Text under study:
--- START ---
'Big Data Blacklisting' by Margaret Hu in (2015) 67
Florida Law Review comments
“Big data blacklisting” is the process of categorizing individuals as administratively “guilty until proven innocent” by virtue of suspicious digital data and database screening results. Database screening and digital watchlisting systems are increasingly used to determine who can work, vote, fly, etc. In a big data world, through the deployment of these big data tools, both substantive and procedural due process protections may be threatened in new and nearly invisible ways. Substantive due process rights safeguard fundamental liberty interests. Procedural due process rights prevent arbitrary deprivations by the government of constitutionally protected interests. This Article frames the increasing digital mediation of rights and privileges through government-led big data programs as a constitutional harm under substantive due process, and identifies the obstruction of core liberties.
Hu's 'Small Data Surveillance v. Big Data Cybersurveillance'
highlights
some of the critical distinctions between small data surveillance and big data cybersurveillance as methods of intelligence gathering. Specifically, in the intelligence context, it appears that “collect-it-all” tools in a big data world can now potentially facilitate the construction, by the intelligence community, of other individuals’ digital avatars. The digital avatar can be understood as a virtual representation of our digital selves and may serve as a potential proxy for an actual person. This construction may be enabled through processes such as the data fusion of biometric and biographic data, or the digital data fusion of the 24/7 surveillance of the body and the 360° surveillance of the biography. Further, data science logic and reasoning, and big data policy rationales, appear to be driving the expansion of these emerging methods. Consequently, I suggest that an inquiry into the scientific validity of the data science that informs big data cybersurveillance and mass dataveillance is appropriate.
As a topic of academic inquiry, thus, I argue in favor of a science-driven approach to the interrogation of rapidly evolving bulk metadata and mass data surveillance methods that increasingly rely upon data science and big data’s algorithmic, analytic, and integrative tools. In Daubert v. Merrell Dow Pharmaceuticals, Inc., 509 U.S. 579 (1993), the Supreme Court required scientific validity determinations prior to the introduction of scientific expert testimony or evidence at trial. I conclude that to the extent that covert intelligence gathering relies upon data science, a Daubert-type inquiry is helpful in conceptualizing the proper analytical structure necessary for the assessment and oversight of these emerging mass surveillance methods.
--- END ---
Problem statement: Please list every phrase set in double quotation marks in the passage on big data and due process above.

Supplied material:
--- START ---
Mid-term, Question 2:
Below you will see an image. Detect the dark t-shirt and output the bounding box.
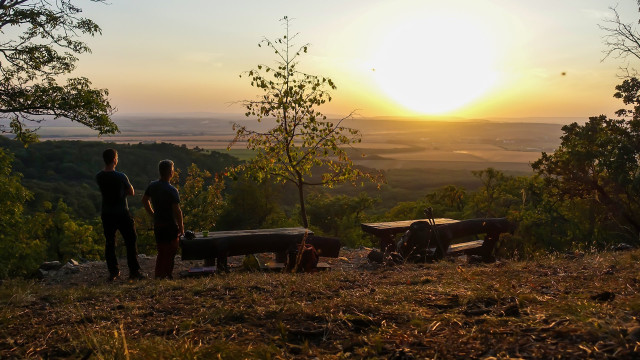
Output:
[96,170,131,215]
[144,180,180,224]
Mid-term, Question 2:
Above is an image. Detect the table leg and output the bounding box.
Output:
[379,234,397,252]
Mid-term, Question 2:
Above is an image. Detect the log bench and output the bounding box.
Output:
[180,227,340,270]
[361,218,513,261]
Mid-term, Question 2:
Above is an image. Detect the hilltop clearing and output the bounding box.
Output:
[0,249,640,359]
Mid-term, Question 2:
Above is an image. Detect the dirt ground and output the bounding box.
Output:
[43,247,372,286]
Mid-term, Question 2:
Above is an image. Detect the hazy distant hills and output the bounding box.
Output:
[22,113,568,171]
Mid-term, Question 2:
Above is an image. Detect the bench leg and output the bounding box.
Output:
[380,234,397,253]
[480,233,500,262]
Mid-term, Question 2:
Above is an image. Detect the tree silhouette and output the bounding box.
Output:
[229,16,379,227]
[0,0,118,142]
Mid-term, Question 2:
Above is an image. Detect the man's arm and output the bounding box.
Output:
[127,184,135,196]
[142,194,153,216]
[171,203,184,235]
[124,175,135,196]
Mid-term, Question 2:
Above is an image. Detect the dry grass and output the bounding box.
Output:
[0,250,640,359]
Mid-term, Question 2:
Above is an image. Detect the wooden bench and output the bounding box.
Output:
[180,227,340,270]
[361,218,513,261]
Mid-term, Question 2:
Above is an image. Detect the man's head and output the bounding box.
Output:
[102,149,118,165]
[158,160,173,180]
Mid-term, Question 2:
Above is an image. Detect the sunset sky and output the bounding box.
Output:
[74,0,638,118]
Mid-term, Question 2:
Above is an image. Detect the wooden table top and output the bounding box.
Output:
--- END ---
Task solution:
- “Big data blacklisting”
- “guilty until proven innocent”
- “collect-it-all”